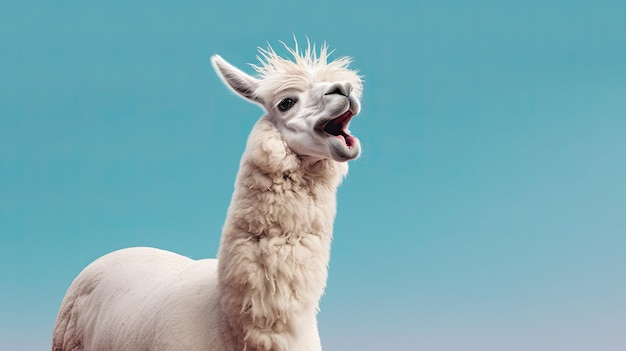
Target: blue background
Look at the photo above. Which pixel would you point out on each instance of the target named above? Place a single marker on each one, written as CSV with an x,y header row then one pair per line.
x,y
487,212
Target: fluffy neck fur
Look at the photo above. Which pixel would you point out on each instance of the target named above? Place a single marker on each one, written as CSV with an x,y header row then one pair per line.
x,y
275,244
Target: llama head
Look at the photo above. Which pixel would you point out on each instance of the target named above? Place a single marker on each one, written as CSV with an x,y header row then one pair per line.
x,y
310,100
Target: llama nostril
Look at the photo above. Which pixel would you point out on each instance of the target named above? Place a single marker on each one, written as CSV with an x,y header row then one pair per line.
x,y
338,88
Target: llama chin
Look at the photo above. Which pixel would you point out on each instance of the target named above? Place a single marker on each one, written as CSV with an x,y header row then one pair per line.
x,y
263,290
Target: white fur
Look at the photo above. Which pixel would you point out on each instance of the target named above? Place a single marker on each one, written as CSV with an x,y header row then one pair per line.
x,y
263,291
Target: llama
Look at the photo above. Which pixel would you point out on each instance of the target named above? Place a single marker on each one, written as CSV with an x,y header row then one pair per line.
x,y
263,290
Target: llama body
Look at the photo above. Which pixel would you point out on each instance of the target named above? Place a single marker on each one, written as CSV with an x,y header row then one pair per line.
x,y
263,291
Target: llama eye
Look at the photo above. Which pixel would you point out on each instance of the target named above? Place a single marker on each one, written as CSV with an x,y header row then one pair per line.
x,y
286,103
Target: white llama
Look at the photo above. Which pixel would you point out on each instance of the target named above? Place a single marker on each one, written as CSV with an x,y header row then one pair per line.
x,y
263,291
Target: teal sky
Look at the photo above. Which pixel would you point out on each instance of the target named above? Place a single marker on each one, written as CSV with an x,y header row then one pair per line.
x,y
487,212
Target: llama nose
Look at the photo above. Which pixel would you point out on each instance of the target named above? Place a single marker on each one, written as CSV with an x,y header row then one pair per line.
x,y
339,88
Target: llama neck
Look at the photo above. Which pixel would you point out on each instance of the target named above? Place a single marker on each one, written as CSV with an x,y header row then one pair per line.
x,y
275,244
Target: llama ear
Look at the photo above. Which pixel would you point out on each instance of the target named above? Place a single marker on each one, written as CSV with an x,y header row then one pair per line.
x,y
240,82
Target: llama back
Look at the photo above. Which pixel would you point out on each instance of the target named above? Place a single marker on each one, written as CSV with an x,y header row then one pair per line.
x,y
141,298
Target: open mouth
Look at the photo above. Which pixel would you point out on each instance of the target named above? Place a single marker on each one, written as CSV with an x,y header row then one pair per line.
x,y
338,128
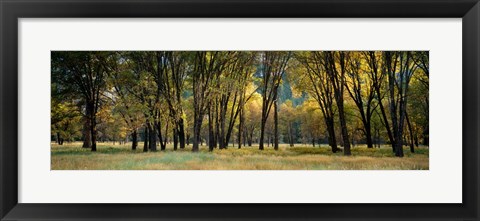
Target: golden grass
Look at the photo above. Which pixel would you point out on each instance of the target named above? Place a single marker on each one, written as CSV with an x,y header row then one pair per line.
x,y
120,157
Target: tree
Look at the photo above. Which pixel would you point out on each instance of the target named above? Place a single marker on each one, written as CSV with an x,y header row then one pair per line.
x,y
377,76
84,74
171,78
335,66
361,90
207,68
398,83
273,65
316,83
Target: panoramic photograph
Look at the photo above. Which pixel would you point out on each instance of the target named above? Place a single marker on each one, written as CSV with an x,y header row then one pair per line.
x,y
239,110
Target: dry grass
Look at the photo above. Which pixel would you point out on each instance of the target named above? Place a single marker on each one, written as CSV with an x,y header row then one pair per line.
x,y
121,157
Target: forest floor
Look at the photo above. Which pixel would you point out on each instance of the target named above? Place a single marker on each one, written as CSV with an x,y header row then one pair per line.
x,y
71,156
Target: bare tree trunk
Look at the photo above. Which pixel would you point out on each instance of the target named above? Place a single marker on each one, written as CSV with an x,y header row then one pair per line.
x,y
211,135
153,138
181,133
134,140
175,138
412,148
146,137
275,119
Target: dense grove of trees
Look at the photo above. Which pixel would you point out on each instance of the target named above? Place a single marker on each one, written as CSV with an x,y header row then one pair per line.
x,y
225,99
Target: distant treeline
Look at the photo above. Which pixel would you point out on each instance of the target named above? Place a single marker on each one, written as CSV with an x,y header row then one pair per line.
x,y
224,98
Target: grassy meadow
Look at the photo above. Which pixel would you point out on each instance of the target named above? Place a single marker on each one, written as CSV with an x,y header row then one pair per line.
x,y
71,156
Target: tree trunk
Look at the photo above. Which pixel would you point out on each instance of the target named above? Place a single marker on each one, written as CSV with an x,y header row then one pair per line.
x,y
153,138
262,134
181,133
87,138
275,119
412,148
343,125
175,139
332,139
146,137
211,135
134,140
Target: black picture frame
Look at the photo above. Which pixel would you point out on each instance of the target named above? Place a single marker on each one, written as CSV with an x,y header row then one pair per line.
x,y
11,11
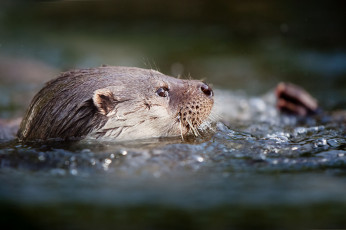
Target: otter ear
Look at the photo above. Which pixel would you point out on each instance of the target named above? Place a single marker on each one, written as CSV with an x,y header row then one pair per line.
x,y
104,100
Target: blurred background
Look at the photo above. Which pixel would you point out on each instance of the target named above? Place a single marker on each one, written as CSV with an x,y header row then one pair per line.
x,y
246,46
236,45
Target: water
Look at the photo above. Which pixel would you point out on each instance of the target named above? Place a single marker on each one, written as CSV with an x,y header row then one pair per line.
x,y
257,169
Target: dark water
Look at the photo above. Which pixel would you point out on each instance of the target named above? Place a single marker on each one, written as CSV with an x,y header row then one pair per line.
x,y
260,173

● ● ●

● What the task requires:
Retype the material word for word, starting at the line that contains "Target: black picture frame" and including that line, and carrying on through the last line of the material. Omit the pictures.

● The answer:
Target: black picture frame
Look at the photo above. Which pixel would you point out on each instance of the target named above? Place a single marker on each one, written as CSV with an x,y header row then one pair per line.
x,y
11,11
Target: otter ear
Look at the photo above. Which pixel would you point out on each instance of the target named above? Place a single marker on each one, written as CSV with an x,y header row then one pair per line.
x,y
104,100
Target: blurred background
Look at the photo above. Which pixel would you point out on each instance of the target named above? Place a single marker on each one, written as CSV with an x,y header row then one pair per line.
x,y
246,46
236,45
Target: water
Look at the photo above. Which pixel would you point out on each instance of the target named above? Place a single marker on each one, written as CSV with an x,y header row then one pair per line.
x,y
257,169
Target: dark water
Look at the photo above. Which pixel would you point out on each instance of the target named above? Place a single marker on each one, written as CSV with an x,y header row then one pair per line.
x,y
260,173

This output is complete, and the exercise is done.